[[ Text excerpt open ]]

CTCs were thus grouped according to the expression of E and/or M surface markers or their absence, then moved through dielectrophoretic cages in the parking camera. Finally, the cells were recovered in 0.2 ml Eppendorf (Hamburg, Germany) tubes and processed for volume reduction in phosphate buffered saline before molecular analyses. Residual lymphocytes in CTC-enriched samples represented the negative control for E and M markers.

Targeted NGS analysis

DNA from 10 µm FFPE primary tumor sections as well as from WBC was extracted by QIAamp DNA FFPE Tissue Kit (Qiagen), and DNeasy® Blood & Tissue Kit (Qiagen, Hilden, Germany) respectively53,54, and then quantified by Qubit® 3.0 fluorometer (Life Technologies™ Carlsbad, CA, USA). For mutational analyses, Ion AmpliSeq™ Cancer Hotspot Panel v2 (Life Technologies), a commercial kit detecting 2,800 somatic mutations in 50 cancer-associated genes including both oncogenes and tumor suppressor genes, was employed as reported23. Briefly, 10 ng of DNA were used to construct the barcoded libraries through both Ion AmpliSeq™ Library kit 2.0 and Ion Xpress™ barcode adapters (Life Technologies). The quality and quantity of libraries, purified with Agentcourt AMPure XP (Beckman Coulter, Indianapolis, USA), were evaluated by the Ion Library TaqMan Quantitation Kit (Life Technologies) on the StepOne Plus system (Applied Biosystem, Foster City, California, USA). Finally, libraries were templated with the Ion OneTouch™ 2 System and Ion OneTouch™ ES, and then sequenced on the NGS Ion Torrent PGM™ system by using Ion Torrent™ 316 or 318 chips.

For CTC mutational analysis, we applied our recently described protocol, based on direct sequence analysis of CTCs without the pre-analytical steps of DNA extraction and WGA23. Briefly, multiple CTC pools including 2 to 5 cells depending on sample cell content, and phenotype-clustered were selected for each patient and lysed with the Lysis Reaction Mix (Menarini Silicon Biosystems). The subsequent barcoded libraries were obtained by increasing from 18 to 25 the number of cycles indicated in the “Amplify the Targets” section of the Ion AmpliSeq™ DNA Library preparation user guide (Ion AmpliSeq™ Library Preparation, Quick Reference, Publication Number MAN0006735 Revision E.0).Verification of library quality as well as subsequent template preparations and sequencing reaction steps were performed following the same protocol used for FFPE samples and WBC. All NGS reactions were run with a mean depth of 1500X ranging of coverage for each amplicon per sample. Sequence results were analyzed by the Torrent Suite Software 5.0.5 and all reads were aligned to the human reference hg19 Genome. The variant calling was performed by the Torrent Variant Caller plugin version 5.0.4.0. Integrative Genomics Viewer (IGV) browser (Broad Institute, Cambridge, Massachusetts, USA) was finally used for interpretation and verification of all sequence variants.

[[ Text excerpt closed ]]

> **Exercise**
Could you quote the passage of the sequencing methods text between "CTCs were thus" and "and M markers.", inclusive?

[[ Record excerpts open ]]

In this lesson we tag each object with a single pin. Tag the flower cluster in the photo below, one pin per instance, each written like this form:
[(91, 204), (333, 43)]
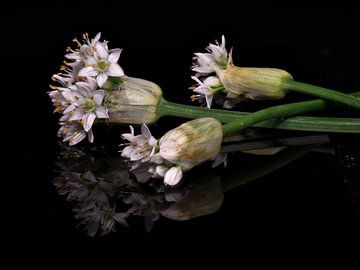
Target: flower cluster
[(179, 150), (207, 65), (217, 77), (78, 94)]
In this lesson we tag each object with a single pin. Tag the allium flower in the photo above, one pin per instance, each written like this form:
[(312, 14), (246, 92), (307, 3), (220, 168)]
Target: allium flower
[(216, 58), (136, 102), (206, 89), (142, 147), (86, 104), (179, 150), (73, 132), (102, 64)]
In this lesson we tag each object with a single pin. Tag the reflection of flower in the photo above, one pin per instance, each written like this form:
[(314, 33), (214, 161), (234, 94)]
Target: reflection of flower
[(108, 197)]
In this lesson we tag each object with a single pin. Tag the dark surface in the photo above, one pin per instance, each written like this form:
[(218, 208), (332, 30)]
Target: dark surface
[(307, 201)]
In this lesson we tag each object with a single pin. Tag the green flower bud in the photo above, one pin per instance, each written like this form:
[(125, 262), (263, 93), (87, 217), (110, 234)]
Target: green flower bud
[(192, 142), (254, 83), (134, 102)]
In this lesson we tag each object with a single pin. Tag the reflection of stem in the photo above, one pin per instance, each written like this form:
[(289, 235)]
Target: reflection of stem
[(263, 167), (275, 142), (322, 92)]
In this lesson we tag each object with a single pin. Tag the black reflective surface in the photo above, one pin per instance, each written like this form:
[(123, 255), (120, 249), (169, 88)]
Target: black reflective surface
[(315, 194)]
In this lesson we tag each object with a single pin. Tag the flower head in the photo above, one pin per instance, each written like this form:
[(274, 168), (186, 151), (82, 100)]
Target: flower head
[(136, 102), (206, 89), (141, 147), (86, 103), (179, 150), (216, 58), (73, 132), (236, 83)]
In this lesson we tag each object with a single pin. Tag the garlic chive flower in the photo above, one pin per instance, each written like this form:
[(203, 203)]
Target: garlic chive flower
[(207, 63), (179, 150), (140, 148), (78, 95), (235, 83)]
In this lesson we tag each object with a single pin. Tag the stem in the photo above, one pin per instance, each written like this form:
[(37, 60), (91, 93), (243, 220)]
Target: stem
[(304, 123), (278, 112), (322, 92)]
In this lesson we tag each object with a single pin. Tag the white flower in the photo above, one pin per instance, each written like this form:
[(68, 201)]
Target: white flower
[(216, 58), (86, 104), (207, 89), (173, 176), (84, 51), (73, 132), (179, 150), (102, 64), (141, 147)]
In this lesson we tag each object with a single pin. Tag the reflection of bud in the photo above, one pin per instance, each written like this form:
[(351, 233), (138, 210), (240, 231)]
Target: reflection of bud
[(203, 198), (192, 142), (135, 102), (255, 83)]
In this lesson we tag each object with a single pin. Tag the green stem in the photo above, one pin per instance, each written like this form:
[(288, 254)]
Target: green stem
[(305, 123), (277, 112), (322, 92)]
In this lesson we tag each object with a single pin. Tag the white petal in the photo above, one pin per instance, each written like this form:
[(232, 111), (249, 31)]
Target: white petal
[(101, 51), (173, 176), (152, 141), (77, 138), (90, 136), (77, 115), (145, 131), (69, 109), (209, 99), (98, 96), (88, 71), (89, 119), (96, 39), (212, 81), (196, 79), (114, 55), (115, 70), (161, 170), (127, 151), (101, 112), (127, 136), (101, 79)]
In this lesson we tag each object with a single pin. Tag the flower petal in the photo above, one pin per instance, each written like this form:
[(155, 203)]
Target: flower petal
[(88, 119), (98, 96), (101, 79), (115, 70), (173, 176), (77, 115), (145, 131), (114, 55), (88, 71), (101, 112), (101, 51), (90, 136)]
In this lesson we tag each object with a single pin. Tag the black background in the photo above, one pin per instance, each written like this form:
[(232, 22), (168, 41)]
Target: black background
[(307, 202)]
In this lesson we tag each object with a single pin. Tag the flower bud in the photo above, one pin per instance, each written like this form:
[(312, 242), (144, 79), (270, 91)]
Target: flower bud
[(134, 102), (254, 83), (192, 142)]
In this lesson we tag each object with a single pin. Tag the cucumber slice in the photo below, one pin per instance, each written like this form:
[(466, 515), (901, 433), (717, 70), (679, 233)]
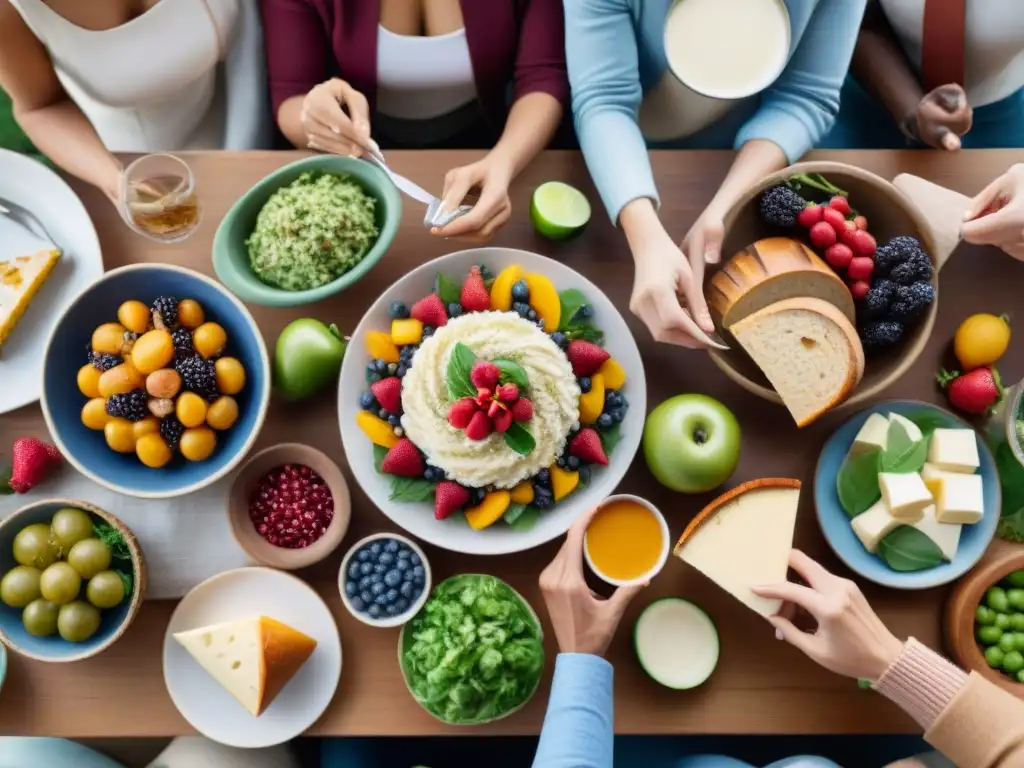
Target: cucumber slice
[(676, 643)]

[[ Record excerpts closed ]]

> **Written answer**
CTCs were thus grouped according to the expression of E and/or M surface markers or their absence, then moved through dielectrophoretic cages in the parking camera. Finally, the cells were recovered in 0.2 ml Eppendorf (Hamburg, Germany) tubes and processed for volume reduction in phosphate buffered saline before molecular analyses. Residual lymphocytes in CTC-enriched samples represented the negative control for E and M markers.